Write out each of the lines below verbatim, changing nothing.

Coordinate annotation records:
+ + + + + + +

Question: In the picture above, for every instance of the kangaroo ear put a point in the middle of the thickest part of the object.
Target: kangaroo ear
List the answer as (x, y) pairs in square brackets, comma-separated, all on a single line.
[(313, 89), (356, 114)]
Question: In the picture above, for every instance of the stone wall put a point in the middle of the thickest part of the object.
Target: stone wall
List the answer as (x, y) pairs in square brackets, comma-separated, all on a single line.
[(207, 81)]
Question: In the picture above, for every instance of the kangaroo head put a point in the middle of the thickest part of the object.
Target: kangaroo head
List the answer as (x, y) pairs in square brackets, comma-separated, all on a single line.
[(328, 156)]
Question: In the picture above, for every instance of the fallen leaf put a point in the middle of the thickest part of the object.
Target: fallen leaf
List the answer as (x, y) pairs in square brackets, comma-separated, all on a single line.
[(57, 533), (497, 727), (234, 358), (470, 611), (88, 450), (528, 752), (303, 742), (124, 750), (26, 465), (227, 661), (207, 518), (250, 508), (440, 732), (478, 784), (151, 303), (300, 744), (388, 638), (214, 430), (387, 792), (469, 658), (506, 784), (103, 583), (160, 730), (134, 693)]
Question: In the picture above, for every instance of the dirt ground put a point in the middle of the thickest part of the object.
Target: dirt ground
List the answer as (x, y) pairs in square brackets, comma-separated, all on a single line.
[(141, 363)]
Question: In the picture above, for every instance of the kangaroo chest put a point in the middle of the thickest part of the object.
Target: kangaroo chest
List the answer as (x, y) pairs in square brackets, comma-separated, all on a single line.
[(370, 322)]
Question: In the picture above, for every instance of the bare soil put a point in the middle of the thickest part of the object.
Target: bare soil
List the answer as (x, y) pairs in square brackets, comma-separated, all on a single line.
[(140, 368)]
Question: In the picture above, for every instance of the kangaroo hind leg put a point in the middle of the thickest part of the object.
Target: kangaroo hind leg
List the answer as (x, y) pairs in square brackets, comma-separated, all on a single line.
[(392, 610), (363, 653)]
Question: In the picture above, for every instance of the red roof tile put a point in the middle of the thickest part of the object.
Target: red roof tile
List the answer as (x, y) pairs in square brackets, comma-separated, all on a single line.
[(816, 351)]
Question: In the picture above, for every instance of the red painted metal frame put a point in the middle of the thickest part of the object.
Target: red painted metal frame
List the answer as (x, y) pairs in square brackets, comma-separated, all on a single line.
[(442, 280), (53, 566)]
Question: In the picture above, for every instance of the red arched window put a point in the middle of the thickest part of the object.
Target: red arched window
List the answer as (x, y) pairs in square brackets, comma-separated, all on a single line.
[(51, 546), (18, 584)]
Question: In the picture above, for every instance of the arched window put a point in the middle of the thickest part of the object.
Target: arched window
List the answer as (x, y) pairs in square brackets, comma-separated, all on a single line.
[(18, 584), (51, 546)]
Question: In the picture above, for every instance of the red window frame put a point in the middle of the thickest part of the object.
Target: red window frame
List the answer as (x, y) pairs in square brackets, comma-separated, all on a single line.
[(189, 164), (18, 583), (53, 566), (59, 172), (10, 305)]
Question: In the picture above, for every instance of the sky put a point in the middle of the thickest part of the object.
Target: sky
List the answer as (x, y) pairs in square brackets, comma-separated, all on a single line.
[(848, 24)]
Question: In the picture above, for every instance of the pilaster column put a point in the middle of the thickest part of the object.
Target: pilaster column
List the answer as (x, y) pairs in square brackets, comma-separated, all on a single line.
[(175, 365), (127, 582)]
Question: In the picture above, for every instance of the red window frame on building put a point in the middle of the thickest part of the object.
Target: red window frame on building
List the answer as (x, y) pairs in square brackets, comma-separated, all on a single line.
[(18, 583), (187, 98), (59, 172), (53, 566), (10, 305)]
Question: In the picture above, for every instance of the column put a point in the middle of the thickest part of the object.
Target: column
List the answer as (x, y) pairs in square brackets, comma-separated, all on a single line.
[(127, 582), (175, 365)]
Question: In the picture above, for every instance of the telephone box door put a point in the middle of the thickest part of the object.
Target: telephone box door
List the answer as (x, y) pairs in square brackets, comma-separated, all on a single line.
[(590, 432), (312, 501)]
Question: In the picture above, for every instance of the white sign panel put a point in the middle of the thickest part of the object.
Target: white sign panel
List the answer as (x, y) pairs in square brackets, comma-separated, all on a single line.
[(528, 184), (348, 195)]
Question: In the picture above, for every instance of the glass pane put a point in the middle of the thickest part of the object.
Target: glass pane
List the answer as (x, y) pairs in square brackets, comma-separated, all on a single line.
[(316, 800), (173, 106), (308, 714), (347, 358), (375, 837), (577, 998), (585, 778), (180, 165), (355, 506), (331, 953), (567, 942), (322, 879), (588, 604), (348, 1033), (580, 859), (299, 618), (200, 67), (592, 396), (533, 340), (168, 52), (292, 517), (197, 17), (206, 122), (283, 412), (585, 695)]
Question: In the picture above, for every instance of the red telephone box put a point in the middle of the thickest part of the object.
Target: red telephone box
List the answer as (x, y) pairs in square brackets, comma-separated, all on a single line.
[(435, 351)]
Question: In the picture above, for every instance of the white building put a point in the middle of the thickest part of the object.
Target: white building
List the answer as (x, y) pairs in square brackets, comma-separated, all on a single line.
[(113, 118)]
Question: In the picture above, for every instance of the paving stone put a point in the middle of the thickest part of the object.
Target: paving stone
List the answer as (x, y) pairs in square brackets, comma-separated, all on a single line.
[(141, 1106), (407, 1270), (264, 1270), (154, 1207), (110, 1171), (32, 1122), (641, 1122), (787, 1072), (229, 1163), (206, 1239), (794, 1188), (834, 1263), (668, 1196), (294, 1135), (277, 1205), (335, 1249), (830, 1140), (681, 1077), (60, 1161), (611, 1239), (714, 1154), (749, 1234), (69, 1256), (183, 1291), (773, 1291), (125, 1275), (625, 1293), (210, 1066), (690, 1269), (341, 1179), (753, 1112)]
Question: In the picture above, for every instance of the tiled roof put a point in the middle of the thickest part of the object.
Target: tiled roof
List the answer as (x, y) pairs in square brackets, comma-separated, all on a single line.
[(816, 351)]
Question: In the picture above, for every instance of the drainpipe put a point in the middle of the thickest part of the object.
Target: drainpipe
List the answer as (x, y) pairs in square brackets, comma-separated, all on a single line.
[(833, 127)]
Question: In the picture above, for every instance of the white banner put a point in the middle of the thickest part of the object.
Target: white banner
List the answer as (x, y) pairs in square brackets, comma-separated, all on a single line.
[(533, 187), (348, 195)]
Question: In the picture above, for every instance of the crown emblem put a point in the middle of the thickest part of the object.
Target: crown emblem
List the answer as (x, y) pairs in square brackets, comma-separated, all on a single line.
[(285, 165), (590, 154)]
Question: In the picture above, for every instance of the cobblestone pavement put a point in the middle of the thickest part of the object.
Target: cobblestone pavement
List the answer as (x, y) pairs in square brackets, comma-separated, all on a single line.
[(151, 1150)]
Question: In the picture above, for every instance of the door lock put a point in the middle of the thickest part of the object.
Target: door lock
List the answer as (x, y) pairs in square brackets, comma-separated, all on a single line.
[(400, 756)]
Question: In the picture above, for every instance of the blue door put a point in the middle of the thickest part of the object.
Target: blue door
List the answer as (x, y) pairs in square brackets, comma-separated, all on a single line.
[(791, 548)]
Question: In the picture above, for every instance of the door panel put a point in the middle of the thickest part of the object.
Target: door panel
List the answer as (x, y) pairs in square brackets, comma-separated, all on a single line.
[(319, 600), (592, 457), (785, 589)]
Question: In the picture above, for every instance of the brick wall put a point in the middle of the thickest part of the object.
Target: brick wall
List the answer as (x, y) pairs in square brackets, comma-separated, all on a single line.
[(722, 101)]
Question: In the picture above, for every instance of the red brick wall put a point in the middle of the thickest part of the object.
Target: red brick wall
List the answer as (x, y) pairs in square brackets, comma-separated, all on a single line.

+ + + + + + +

§ RESPONSE TO THIS EXERCISE:
Question: In the picture above, for every instance of the kangaroo ear put a point in the middle of the thickest part of the object.
Target: kangaroo ear
List the answer as (x, y) pairs in square brackets, comma-separated, all on a single line.
[(313, 89), (356, 114)]
Question: In the picture above, for every instance of the stone wall put a point in the middle of the thickest part of the object.
Target: stone wall
List the answer as (x, y) pairs in square brackets, comma-separated, all on a single line.
[(207, 81)]
Question: In the picture above, for every instance of the kangaroo head put a point in the middle of the thickest part of the object.
Target: kangaroo head
List the answer as (x, y) pairs in square brackets, comma-separated, all on a single line.
[(328, 156)]
Question: In the picture above, for every instance of the fallen leaf put a point in the middle of the thickest part of the object.
Target: fallen leaf
List the answer as (x, y) pairs in square brackets, comma-separated, all on a single line.
[(57, 533), (497, 727), (234, 358), (470, 611), (88, 450), (528, 752), (303, 742), (124, 750), (26, 465), (227, 661), (207, 518), (250, 508), (440, 732), (478, 784), (151, 303), (300, 744), (388, 638), (214, 430), (387, 792), (469, 658), (506, 784), (103, 583), (160, 730), (134, 693)]
Question: In the picture above, for every instance of the dirt ground put a point in the middle of the thickest part of the object.
Target: dirt ground
List the answer as (x, y) pairs in square brackets, comma-separated, all on a single line.
[(141, 363)]
Question: In the picture above, for every instance of the kangaroo chest put a point in the middle of the thickest part of the object.
Target: kangaroo chest
List the answer as (x, y) pairs in square brackets, comma-separated, all on a single line.
[(370, 322)]
Question: In the picture above, for every instance of the bare soil put a point in the middle of the thickest part of the object.
Target: bare soil
List the answer as (x, y) pairs in square brackets, comma-separated, all on a single line.
[(140, 368)]
Question: In the picture above, for every instance of the kangaroo hind leg put a point in the middle of the thickest part of the object.
Target: kangaroo hind leg
List the answer as (x, y) pairs in square brackets, comma-separated, all on a single line.
[(392, 610), (363, 653)]
Question: In the picture above, for every instance of the red roof tile put a point in the middle of the thickest part of the object.
Target: red roof tile
List the answer as (x, y) pairs in square brackets, comma-separated, all on a single line.
[(816, 351)]
Question: In the picture above, for every instance of the red painted metal frame put a point in the middle of the thickest part of the object.
Target: red painted metal frame
List the answer as (x, y) pairs in square brackets, comma-separated, all on a single line.
[(442, 280), (53, 566)]
Question: In the picture above, for every instance of the red arched window put a point in the middle of the thickest part of the object.
Target: red arched window
List the answer as (x, y) pairs in square brackets, comma-separated, all on a single line.
[(51, 546), (18, 584)]
Question: In the picture above, for every instance of the arched window put a point in the middle of the thickest part of the object.
Target: arched window
List the answer as (x, y) pairs in square brackets, comma-separated, all on a single line.
[(18, 584), (51, 546)]
Question: In the picture above, for every instance of the red window frame put a point in the middle of the thickest part of the object.
Target: red window frame
List the answer as (x, y) pairs in square brackets, comma-separated, all on a single line.
[(189, 164), (18, 583), (53, 566), (59, 172), (10, 305)]
Question: In the picture above, for every instance of the sky put a point in the middle of the thickest part of the object.
Target: sky
List the answer as (x, y) pairs in square brackets, comma-separated, all on a single line.
[(848, 24)]
Question: In the picture above, for every instance of the pilaster column put a point in the middle of the thickest part of the object.
Target: pilaster column
List the answer as (x, y) pairs in square brackets, comma-separated, all on a single line.
[(175, 365), (127, 582)]
Question: In the picture above, for every instance of the red window frame on building put a point in the middle of the thickest part of the object.
Target: red window frame on building
List the answer as (x, y) pairs in square brackets, comma-separated, all on a single line.
[(18, 583), (187, 98), (59, 172), (53, 566), (10, 305)]
Question: In the picture above, for every instance of the column put a point in the middle of the thickest part of the object.
Target: column
List the answer as (x, y) pairs in square brackets, comma-separated, all on a single line.
[(127, 582), (175, 365)]
Question: In the picture above, for every instance of the telephone box door put a point in the middle of the thickest part of the object.
Target: telephone box door
List the answer as (x, y) pairs in square brackets, comma-separated, all on a single line.
[(590, 432), (312, 501)]
Question: In the picture above, for every instance of the white sign panel put a point in the middle of the thickest part of the object.
Target: white sign panel
List the answer as (x, y) pairs in square brackets, comma-separated, all on a single line.
[(528, 184), (348, 195)]
Question: In the picture above, for every instance of the glass pane put a point in the middle of the thickest part of the object.
Target: glass pane
List the answer as (x, y) pairs in square brackets, comma-separated, all on a single line.
[(316, 800), (173, 106), (308, 714), (347, 358), (375, 837), (577, 998), (585, 778), (180, 165), (355, 506), (331, 953), (567, 942), (322, 879), (588, 604), (348, 1033), (580, 859), (299, 618), (200, 67), (592, 396), (533, 340), (168, 52), (292, 517), (197, 17), (206, 122), (283, 412), (585, 695)]
Question: In the picture above, for every instance of the red telephone box put a point in the middle of the thickest part of the object.
Target: red telephone box
List the answer as (x, y) pairs in square brackets, comma-separated, all on a single line.
[(435, 351)]
Question: In the picture above, for every instance of the white building put a point in the middle of the thickest part of the object.
Target: white building
List the answer as (x, y) pairs in square brackets, comma-separated, all on a single line.
[(113, 118)]
Question: In the picture above, for every instance of the paving stone put a point in the middle of the thickest part of the object.
Target: paving stone
List the answer as (x, y) pairs in square brackets, comma-separated, all on a single line.
[(141, 1106), (407, 1270), (264, 1270), (154, 1207), (110, 1171), (32, 1122), (641, 1122), (787, 1072), (229, 1163), (206, 1239), (794, 1188), (834, 1263), (668, 1196), (294, 1135), (277, 1205), (335, 1249), (830, 1140), (681, 1077), (60, 1161), (611, 1239), (714, 1154), (749, 1234), (69, 1256), (183, 1291), (773, 1291), (125, 1275), (625, 1293), (210, 1066), (690, 1269), (341, 1179), (753, 1112)]
Question: In the picture above, for every instance of the tiled roof put a point in the middle of the thickest part of the object.
Target: tiled roof
List the answer as (x, y) pairs in square brackets, comma-separated, all on a single line.
[(816, 351)]
Question: In the picture above, for every instance of the drainpipe put a point in the middle of the thickest part of the object.
Target: drainpipe
List the answer as (x, y) pairs in square brackets, comma-separated, all on a single line.
[(833, 127)]
Question: In the picture above, for every instance of the white banner put a point in the middle of the thickest part of the object.
Target: white banner
List the answer as (x, y) pairs in square brackets, comma-separated, all on a single line.
[(533, 187), (348, 195)]
Question: In the picture above, for every instance of the crown emblem put a point in the middle of the thickest part of the object.
Target: crown emblem
List the answer as (x, y) pairs in square brackets, comma-separated, all on a single line.
[(285, 165), (590, 154)]
Question: In the picture above, for every instance of the cobblestone pavement put a point in the middle of the thickest part of the object.
Target: cobblestone pavement
List the answer as (x, y) pairs in square brackets, comma-separated, all on a single line.
[(151, 1150)]
Question: In the picture above, for every instance of the door lock put a point in the middle of the thickest part of the object.
Target: door lock
List the answer as (x, y) pairs in square brackets, comma-separated, all on a single line.
[(400, 756)]
Question: In the picture above, for every instance of the blue door put a point in the middle of the thickest part of the object.
Target: blue door
List the answer as (x, y) pairs in square brackets, comma-separated, all on a single line.
[(791, 548)]
Question: In the picture above, for every instance of the door panel put a point in the middle of the thickest part of the object.
Target: door panel
List the answer as (x, y) pairs in square brackets, comma-separated, all on a single line.
[(319, 600), (592, 457), (785, 589)]
Question: In the picture above, for every instance of the brick wall put a point in the middle of the thickest part of the object.
Target: brick wall
List the answer as (x, y) pairs in square brackets, comma-separated, all on a single line.
[(722, 101)]
Question: In the picture above, for every instance of the red brick wall put a point in the middle of the thickest part of the object.
Target: red brick wall
List the answer as (x, y) pairs in square brackets, comma-separated, all on a single line.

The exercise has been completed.